You're spot on - and it's honestly a late stage company issue. The guy/gal that built it, the next person who inherits it, and the last one to entomb it.
As employee % of ownership dwindles - Shareholders outside of employees can choose somebody who will maximize their returns vs. maximize corporate employee governance. Hence why Huawei is a co-op. They studied the best structures. The best was a co-op.
Lets be honest. We don’t anyone in retail stores. They never have inventory and direct you to T-Life, which is the new way of gaining and managing customer accounts. We don’t need the massive influx of more worthless people like those that came over from Sprint; i.e.: US Cellular. Both sets of people were overpaid at their prior companies and kept their high wages when they slid in at T-Mobile, only to cause the company to reduce the workforce because of high OPEX costs. So, here we are again, and the REAL contributors will be adversely affected, while the slugs will continue to benefit. Nothing has changed, and this will continue to happen
cant you cognate well enough to see that what you are doing the company doesnt want done ?
@a5+1keczacr9 - I wouldn't say it's a "Sprint mentality". It's a late-stage CAPITALIST mentality. Any new executive is paid very well to join a company to maximize profit and shareholder value (like you said). If a company can't make more revenue, the company will cut costs (including layoffs) to add shareholder value. If the workload cannot be reduced, then you can hire employees in India to replace expensive American employees. Executives absolutely do not care about long-term effects on the American economy or employees. After the exec accomplishes maximizing shareholder value (through cuts), they jump ship on their golden parachutes.
What's happening at Toxic-Mobile is what Cory Doctorow wrote of in "The Enshittification Life Cycle".
https://www.organizedmoney.fm/p/the-enshitification-life-cycle-with
They don't gaf... They only care about shareholder value. Heard it's a sprint mentality and we all know how that ended.
The happiest people seem like the ones who have found something outside the company.
You can't change the company but you can change whether you work for a better company
It’s all on purpose. The more overloaded we become, quality decreases and dates get missed. More reason to dump American employees and ramp up cheap India labor and automate more with AI.

=== DATASET ENTRIES ===
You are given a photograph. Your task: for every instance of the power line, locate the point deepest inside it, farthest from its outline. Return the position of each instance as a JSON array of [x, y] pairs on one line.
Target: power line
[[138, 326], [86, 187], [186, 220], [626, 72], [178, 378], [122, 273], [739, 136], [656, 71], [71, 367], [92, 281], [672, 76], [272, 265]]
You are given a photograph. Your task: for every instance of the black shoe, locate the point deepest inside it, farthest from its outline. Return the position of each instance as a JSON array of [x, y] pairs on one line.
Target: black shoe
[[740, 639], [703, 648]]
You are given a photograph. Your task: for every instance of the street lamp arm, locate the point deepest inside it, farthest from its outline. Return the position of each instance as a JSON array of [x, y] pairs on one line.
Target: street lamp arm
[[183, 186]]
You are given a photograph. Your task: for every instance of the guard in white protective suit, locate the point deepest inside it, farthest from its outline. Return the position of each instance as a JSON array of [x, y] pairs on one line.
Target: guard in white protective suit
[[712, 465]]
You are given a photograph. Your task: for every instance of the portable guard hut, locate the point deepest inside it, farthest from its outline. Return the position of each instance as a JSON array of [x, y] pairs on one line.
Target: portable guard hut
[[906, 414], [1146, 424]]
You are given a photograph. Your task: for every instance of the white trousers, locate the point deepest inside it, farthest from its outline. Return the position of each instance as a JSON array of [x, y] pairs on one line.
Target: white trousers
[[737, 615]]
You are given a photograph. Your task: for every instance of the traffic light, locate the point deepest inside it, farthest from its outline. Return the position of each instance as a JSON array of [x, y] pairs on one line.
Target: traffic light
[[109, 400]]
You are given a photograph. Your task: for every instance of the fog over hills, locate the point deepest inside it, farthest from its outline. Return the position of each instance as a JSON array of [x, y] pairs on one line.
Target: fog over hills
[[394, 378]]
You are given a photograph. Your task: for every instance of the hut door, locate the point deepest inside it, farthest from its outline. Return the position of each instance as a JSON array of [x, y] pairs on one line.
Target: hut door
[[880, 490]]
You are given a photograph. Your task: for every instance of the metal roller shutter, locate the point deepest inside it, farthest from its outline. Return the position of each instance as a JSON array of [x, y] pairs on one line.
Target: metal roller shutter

=== TASK TO COMPLETE ===
In the comment thread, which company's former workers are likened to the people who came over from Sprint? The rows are separate material with no connection to the comment thread.

=== ANSWER TO THE EXERCISE ===
US Cellular